▶ Instruction
Present every line of the items as a numbered list, leaving out blank lines and the pictures.

----- Input material -----

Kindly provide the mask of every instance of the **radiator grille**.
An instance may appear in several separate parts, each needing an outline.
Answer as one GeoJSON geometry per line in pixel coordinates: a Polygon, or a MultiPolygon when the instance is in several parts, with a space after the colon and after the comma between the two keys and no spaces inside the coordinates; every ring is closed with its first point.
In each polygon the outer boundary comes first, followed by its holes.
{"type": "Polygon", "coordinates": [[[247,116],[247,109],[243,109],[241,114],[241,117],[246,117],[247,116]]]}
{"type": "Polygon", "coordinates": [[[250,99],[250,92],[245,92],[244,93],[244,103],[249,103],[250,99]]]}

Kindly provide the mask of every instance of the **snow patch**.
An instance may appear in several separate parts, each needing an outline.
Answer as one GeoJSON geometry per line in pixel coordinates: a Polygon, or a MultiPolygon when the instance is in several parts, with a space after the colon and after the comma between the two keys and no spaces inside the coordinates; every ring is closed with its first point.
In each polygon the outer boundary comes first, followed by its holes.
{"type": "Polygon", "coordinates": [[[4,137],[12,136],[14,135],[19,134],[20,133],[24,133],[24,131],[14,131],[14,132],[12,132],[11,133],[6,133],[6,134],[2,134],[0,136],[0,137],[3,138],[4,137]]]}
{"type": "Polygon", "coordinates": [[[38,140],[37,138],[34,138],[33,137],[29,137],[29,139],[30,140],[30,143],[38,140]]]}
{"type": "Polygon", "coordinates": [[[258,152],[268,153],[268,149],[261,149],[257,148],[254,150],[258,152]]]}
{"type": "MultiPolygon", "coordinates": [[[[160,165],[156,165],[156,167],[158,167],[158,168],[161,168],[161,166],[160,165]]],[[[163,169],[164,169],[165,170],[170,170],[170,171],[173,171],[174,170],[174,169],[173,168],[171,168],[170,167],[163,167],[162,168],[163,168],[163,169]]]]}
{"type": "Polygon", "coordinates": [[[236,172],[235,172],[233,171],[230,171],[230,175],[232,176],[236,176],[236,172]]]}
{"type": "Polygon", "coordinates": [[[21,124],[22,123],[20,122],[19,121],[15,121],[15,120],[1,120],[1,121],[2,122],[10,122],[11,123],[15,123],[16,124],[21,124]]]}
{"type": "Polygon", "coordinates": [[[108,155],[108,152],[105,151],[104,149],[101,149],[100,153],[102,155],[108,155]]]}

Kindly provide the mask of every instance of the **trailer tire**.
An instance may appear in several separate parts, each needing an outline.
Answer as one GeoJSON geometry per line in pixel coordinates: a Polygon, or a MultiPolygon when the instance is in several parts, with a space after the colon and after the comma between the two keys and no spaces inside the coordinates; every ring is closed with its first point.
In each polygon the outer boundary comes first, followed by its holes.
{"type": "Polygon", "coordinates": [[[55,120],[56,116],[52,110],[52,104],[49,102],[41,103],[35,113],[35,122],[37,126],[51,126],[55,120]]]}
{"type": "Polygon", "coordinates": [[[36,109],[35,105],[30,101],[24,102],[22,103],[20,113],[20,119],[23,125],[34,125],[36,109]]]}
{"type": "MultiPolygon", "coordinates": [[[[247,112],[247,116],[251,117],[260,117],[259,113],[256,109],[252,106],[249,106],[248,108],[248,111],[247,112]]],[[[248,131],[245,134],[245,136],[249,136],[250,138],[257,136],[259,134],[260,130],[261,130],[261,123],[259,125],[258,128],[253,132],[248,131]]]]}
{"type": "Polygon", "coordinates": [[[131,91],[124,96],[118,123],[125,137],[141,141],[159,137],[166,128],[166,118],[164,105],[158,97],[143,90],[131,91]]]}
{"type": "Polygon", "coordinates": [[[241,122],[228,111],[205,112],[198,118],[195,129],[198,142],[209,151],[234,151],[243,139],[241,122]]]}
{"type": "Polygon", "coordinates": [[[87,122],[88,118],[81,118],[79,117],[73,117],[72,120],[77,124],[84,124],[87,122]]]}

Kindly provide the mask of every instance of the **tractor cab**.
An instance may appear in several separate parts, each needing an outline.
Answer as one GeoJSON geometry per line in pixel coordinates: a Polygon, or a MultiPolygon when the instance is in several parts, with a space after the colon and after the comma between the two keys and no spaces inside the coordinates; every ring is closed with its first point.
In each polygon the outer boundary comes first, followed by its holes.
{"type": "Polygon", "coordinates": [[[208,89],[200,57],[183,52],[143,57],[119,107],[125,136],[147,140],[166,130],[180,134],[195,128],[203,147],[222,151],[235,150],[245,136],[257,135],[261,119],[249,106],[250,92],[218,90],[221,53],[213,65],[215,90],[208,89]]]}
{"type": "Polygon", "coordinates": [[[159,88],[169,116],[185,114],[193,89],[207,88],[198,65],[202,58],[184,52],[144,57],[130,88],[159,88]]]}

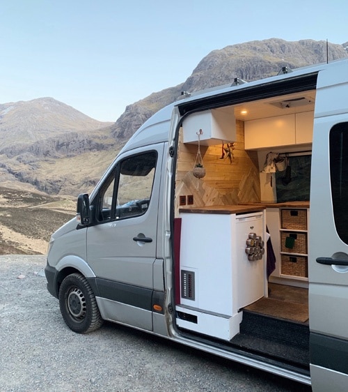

-----

▶ Completed exercise
1. Kindly provide the mask of every instance of the **radiator grille**.
2. An instance may appear in several separate parts, each needing an outline.
3. Answer as one GeoJSON geometry per line in pixel coordinates: a Polygon, or a MultiPolygon when the instance is in several parts, with a space after the colon and after the comma between the two keys and no spaces inside the coordinates; every ring is closed with its first point.
4. In each polygon the outer boundary comes first, followed by its holes.
5. {"type": "Polygon", "coordinates": [[[247,116],[247,109],[243,109],[241,114],[241,117],[246,117],[247,116]]]}
6. {"type": "Polygon", "coordinates": [[[250,99],[250,92],[245,92],[244,93],[244,103],[249,103],[250,99]]]}
7. Kindly provide the mask of every instance of the **snow patch**.
8. An instance may appear in several separate parts, each needing an outline.
9. Answer as one GeoJSON geometry per line in pixel coordinates: a Polygon, or a MultiPolygon when the instance is in several parts, with a space after the colon and after the comma between the two keys and no spaces inside the coordinates; every ring is closed with its first point.
10. In each polygon the outer boundary comes first, followed by its holes.
11. {"type": "Polygon", "coordinates": [[[4,137],[12,136],[14,135],[19,134],[20,133],[24,133],[24,131],[14,131],[14,132],[12,132],[11,133],[6,133],[6,134],[2,134],[0,136],[0,137],[3,138],[4,137]]]}
12. {"type": "Polygon", "coordinates": [[[38,140],[37,138],[34,138],[33,137],[29,137],[29,139],[30,140],[30,143],[38,140]]]}
13. {"type": "Polygon", "coordinates": [[[258,152],[268,153],[268,149],[261,149],[257,148],[254,150],[258,152]]]}
14. {"type": "MultiPolygon", "coordinates": [[[[160,165],[156,165],[156,167],[158,167],[158,168],[161,168],[161,166],[160,165]]],[[[163,169],[164,169],[165,170],[170,170],[170,171],[173,171],[174,170],[174,169],[173,168],[171,168],[170,167],[163,167],[162,168],[163,168],[163,169]]]]}
15. {"type": "Polygon", "coordinates": [[[236,172],[235,172],[233,171],[230,171],[230,175],[232,176],[236,176],[236,172]]]}
16. {"type": "Polygon", "coordinates": [[[21,124],[22,123],[20,122],[19,121],[15,121],[15,120],[1,120],[1,121],[2,122],[10,122],[11,123],[15,123],[16,124],[21,124]]]}
17. {"type": "Polygon", "coordinates": [[[108,155],[108,152],[105,151],[104,149],[101,149],[100,153],[102,155],[108,155]]]}
18. Kindly provide the mask of every instance of the **trailer tire**.
19. An instance may appear in several separate parts, each needing an outline.
20. Answer as one GeoJSON geometry per line in pixel coordinates: a Polygon, or a MultiPolygon when the instance is in several parts, with a space after the colon and after the comma between the two keys and no spaces inside the coordinates; every ring is closed with its first point.
21. In each polygon the outer boundary comes first, followed by its holes.
22. {"type": "Polygon", "coordinates": [[[55,120],[56,116],[52,110],[52,104],[49,102],[41,103],[35,113],[35,122],[37,126],[51,126],[55,120]]]}
23. {"type": "Polygon", "coordinates": [[[36,109],[35,105],[30,101],[24,102],[22,103],[20,113],[20,119],[23,125],[34,125],[36,109]]]}
24. {"type": "MultiPolygon", "coordinates": [[[[247,112],[247,116],[251,117],[260,117],[259,113],[256,109],[252,106],[249,106],[248,108],[248,111],[247,112]]],[[[248,131],[245,134],[245,136],[249,136],[250,138],[257,136],[259,134],[260,130],[261,130],[261,123],[259,125],[258,128],[253,132],[248,131]]]]}
25. {"type": "Polygon", "coordinates": [[[131,91],[124,96],[118,123],[125,137],[141,141],[159,137],[166,128],[166,118],[164,105],[158,97],[143,90],[131,91]]]}
26. {"type": "Polygon", "coordinates": [[[241,122],[228,111],[205,112],[198,118],[195,129],[198,142],[209,151],[234,151],[243,139],[241,122]]]}
27. {"type": "Polygon", "coordinates": [[[87,122],[88,118],[81,118],[79,117],[73,117],[72,120],[77,124],[84,124],[87,122]]]}
28. Kindly provide the mask of every instance of the **tractor cab**.
29. An instance may appear in several separate parts, each needing an outline.
30. Answer as one GeoJSON geometry per line in pixel coordinates: a Polygon, or a MultiPolygon when the instance is in several parts, with a space after the colon and after the comma between the two keys and no spaces inside the coordinates; every ring is closed with its first point.
31. In each polygon the outer boundary comes first, followed by its holes.
32. {"type": "Polygon", "coordinates": [[[208,89],[200,57],[183,52],[143,57],[119,107],[125,136],[147,140],[166,130],[180,134],[195,128],[203,147],[222,151],[235,150],[245,136],[257,135],[261,119],[249,106],[250,92],[218,90],[221,53],[213,65],[215,90],[208,89]]]}
33. {"type": "Polygon", "coordinates": [[[159,88],[169,116],[185,114],[193,89],[207,88],[198,65],[202,58],[184,52],[144,57],[130,88],[159,88]]]}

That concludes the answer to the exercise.